▶ **Verilen görev A**: Seçilmiş bölümde "Sizlere söz verdiğim" sözcükleriyle başlayıp aşağıya doğru "verdiğini düşünerek deliriyorum." sözcükleriyle biten kısmın tamamını hiçbir değişiklik yapmadan yazın.

▶ **Seçilmiş bölüm**:
Bir sonraki yazımıza kadar hareketsiz ve dayanışmayla kalın. (bir nevi pasif direniş)

Sevgiler.  


26 Şubat 2013 Salı

Binlerce İş İlanı Sizi Bekliyor ama Saklanarak!


     

       Merhaba sevgili kaderdaşlarım, kaderdaş kalanlarım,

    Sizlere söz verdiğim gibi bugün iş bulma siteleri hakkında sizlerin de bildiği şeyler yazacağım. Sonra siz de "e ben bunları zaten biliyorum" diyerek belki başka bir bloga, belki de başka bir oyuna doğru yelken açacaksınız.

    İlgili sitelere gerekli giydirmeleri yapmadan önce biraz tanıtım ve reklam sektörünün saçmalıkları hakkında konuşmam gerekiyor. Şöyle ki; bendeniz televizyonda katrilyonlar harcayarak reklamı yapılan sakızların, bu tanıtımlar üzerinden ne kadar kar marjı elde edebileceğini bile hiç anlayamazken, bu iş bulma sitelerin zamanında dilimize pelesenk olmuş jingle'larla reklam verdiğini düşünerek deliriyorum. 

    Kim bilir üye olan işveren ve şirketler ne üyelik aidatları ödüyorlar ki bu sitelere, siteler çoğalıyor, çoğalıyor ve üstelik televizyona reklam bile verebiliyor. Benim işsizliğim ve iş arayışım bu iş arama sitelerinde yeni istihdam olanakları yaratıyor, onların sgk'ları yatarken başka personele iş çıkarıyor, bunun muhasebecisi, ofis personeli vs. derken reklamcılık sektörünü bile hızlandırıp iş olanağı yaratıyor.

     "Yani benim işsizliğim başkalarına iş olanağı sunuyor. Öyleyse ben neden iş bulamıyorum?"

     İşte bugün ki iç bunaltıcı sorumuz bu! Kalkıp da İşkur'dan talepte bulunacak değilim. Kendilerinin işsiz kaptana makyözlük teklif etmişliği var sonuçta. (Makyözlük kelimesine tıklayarak bu harika habere ulaşabilirsiniz)

     Bu nedenle sizlerin de çok iyi bildiği gibi, çeşitli başbelası internet sitelerine giriyorum. Bakıyorum, bakınıyorum ve çıkıyorum. Peki neden?

  • Yanlış şehirde, yanlış işi arıyosun, sen çok değiştin!

      Yani mesela ben İK (İnsan Kaynakları) biriminde, İstanbul şehrinde asistanlık arıyorsam, kalkıp Düzce'de temizlik işçiliği veya ustalık ilanlarıyla karşılaşıyorum. Sitenin seve bayıla kaydettiği CV'mde kocaman ehliyet yok yazarken şöförlük önermesi ise büyük ihtimalle gizli bir "kendini geliştir, araba bile kullanmıyosun" mesajı. Yoksa bu kadar alakasız ve manasız bir taramayı yapmanın başarısızlık dışında nasıl bir gerekçesi olabilir.

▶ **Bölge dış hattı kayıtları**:
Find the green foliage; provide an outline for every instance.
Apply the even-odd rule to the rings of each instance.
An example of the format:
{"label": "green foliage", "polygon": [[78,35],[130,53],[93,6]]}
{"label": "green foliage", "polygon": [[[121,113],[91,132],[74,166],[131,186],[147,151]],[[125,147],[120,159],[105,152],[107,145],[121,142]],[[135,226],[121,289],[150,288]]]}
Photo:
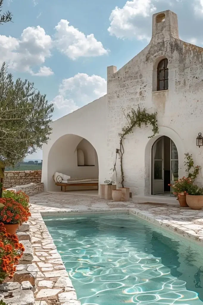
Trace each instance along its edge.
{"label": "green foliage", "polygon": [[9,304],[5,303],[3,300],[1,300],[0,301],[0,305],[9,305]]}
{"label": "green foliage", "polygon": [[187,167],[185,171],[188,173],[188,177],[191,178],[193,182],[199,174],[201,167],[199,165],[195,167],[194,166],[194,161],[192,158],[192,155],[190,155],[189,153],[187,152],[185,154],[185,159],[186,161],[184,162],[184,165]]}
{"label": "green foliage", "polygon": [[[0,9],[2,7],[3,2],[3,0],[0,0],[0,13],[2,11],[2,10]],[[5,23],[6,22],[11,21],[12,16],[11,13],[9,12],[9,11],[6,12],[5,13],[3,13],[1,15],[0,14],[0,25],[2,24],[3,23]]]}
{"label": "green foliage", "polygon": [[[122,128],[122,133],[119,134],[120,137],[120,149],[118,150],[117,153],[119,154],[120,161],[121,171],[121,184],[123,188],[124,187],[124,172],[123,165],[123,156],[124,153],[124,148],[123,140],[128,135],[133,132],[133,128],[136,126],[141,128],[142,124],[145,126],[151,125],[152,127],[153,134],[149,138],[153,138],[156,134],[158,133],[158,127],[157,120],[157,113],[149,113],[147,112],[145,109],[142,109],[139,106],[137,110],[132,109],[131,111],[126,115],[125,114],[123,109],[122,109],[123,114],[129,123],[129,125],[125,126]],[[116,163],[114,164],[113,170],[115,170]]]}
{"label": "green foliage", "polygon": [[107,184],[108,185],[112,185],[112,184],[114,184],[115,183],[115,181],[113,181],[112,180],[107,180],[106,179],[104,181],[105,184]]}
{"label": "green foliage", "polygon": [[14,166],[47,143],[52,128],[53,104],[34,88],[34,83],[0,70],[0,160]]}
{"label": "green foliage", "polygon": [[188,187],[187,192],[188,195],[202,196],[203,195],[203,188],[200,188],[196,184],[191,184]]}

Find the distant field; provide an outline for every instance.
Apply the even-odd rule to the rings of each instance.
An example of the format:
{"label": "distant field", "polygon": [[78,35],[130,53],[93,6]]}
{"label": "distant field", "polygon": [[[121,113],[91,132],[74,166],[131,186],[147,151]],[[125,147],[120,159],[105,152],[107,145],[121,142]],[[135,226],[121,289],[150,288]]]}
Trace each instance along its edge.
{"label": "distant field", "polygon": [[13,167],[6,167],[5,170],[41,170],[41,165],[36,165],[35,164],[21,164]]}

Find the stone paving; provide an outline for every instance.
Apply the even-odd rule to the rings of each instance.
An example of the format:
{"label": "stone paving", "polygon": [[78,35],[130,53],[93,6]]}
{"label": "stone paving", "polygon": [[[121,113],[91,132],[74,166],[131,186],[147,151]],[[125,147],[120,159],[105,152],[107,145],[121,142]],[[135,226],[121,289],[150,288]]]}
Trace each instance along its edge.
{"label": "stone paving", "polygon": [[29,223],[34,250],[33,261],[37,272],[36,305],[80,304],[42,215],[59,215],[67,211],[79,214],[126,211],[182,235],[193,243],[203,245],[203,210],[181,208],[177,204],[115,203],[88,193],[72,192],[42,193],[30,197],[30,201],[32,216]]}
* * *
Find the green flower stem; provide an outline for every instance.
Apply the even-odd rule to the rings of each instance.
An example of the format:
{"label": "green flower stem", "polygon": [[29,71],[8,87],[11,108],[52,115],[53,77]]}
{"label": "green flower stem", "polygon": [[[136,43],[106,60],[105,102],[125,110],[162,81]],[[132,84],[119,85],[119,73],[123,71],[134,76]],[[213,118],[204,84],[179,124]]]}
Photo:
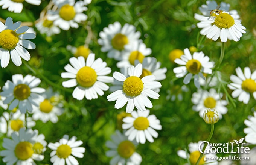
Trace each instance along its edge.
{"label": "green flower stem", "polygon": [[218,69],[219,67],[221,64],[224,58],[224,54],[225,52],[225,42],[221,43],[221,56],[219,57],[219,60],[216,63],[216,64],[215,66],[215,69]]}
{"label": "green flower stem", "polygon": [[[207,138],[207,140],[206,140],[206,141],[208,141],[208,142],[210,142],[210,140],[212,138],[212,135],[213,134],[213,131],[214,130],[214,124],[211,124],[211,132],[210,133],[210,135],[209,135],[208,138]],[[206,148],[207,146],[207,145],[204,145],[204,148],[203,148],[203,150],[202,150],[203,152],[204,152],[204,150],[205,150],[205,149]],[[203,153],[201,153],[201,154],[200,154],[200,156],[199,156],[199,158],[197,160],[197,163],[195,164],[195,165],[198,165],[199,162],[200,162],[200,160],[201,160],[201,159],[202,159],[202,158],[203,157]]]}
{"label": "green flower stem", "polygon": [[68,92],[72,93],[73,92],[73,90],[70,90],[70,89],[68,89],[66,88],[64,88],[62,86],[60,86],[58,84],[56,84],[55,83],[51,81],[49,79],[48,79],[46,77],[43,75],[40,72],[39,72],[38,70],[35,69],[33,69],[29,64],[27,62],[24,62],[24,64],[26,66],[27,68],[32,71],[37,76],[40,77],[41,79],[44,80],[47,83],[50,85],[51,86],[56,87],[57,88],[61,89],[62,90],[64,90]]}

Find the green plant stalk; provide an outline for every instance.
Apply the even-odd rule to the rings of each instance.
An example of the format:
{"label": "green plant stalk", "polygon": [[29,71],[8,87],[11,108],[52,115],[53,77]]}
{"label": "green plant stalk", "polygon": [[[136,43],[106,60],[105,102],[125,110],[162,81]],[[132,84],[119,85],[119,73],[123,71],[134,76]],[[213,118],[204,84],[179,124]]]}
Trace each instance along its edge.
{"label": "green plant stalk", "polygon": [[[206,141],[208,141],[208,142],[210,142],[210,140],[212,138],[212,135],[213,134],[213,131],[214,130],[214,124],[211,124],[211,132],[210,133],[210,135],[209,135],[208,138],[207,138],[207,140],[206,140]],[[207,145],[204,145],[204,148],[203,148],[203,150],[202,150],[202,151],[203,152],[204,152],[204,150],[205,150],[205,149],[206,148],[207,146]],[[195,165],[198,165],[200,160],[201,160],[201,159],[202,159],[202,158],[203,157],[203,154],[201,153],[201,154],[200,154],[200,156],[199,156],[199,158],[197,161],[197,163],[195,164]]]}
==
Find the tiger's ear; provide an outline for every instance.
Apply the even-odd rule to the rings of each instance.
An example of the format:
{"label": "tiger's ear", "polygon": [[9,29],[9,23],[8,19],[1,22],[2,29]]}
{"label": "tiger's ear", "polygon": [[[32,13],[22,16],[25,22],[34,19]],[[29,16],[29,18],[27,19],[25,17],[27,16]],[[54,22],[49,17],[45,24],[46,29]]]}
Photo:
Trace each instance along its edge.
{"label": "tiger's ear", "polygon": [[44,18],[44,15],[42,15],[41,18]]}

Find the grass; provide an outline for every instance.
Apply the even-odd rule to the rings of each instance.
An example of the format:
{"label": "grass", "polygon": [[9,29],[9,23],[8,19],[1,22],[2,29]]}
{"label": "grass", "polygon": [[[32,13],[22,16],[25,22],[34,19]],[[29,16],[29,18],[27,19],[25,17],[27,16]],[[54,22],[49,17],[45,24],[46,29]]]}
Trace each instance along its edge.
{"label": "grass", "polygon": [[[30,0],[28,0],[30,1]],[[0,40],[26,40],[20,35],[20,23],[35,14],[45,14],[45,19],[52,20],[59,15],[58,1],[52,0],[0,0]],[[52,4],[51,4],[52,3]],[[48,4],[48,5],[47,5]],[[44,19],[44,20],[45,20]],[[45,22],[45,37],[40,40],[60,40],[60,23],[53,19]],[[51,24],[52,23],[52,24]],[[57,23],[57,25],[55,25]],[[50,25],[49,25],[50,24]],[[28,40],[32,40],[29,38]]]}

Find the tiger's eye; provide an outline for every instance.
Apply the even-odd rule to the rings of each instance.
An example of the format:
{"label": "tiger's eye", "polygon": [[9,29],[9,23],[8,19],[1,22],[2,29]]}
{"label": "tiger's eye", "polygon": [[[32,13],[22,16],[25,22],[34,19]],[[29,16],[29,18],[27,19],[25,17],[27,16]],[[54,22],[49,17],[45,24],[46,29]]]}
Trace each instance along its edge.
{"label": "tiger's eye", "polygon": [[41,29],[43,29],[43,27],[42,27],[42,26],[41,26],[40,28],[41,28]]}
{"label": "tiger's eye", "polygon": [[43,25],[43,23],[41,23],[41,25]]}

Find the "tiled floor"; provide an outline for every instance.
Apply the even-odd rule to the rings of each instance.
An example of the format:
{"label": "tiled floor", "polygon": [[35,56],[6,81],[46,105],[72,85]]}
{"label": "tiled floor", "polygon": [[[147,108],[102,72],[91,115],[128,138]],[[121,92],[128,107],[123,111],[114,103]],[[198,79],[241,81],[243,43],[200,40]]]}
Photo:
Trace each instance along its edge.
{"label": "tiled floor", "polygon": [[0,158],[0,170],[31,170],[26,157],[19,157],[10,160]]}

▶ **Verilen görev B**: Kayıtlarda "distant" dizesini içeren kaç satır bulunduğunu sayın ve yalnızca bu sayıyı verin.

▶ **Yanıt A**:
Sizlere söz verdiğim gibi bugün iş bulma siteleri hakkında sizlerin de bildiği şeyler yazacağım. Sonra siz de "e ben bunları zaten biliyorum" diyerek belki başka bir bloga, belki de başka bir oyuna doğru yelken açacaksınız.

    İlgili sitelere gerekli giydirmeleri yapmadan önce biraz tanıtım ve reklam sektörünün saçmalıkları hakkında konuşmam gerekiyor. Şöyle ki; bendeniz televizyonda katrilyonlar harcayarak reklamı yapılan sakızların, bu tanıtımlar üzerinden ne kadar kar marjı elde edebileceğini bile hiç anlayamazken, bu iş bulma sitelerin zamanında dilimize pelesenk olmuş jingle'larla reklam verdiğini düşünerek deliriyorum.

▶ **Yanıt B**: 4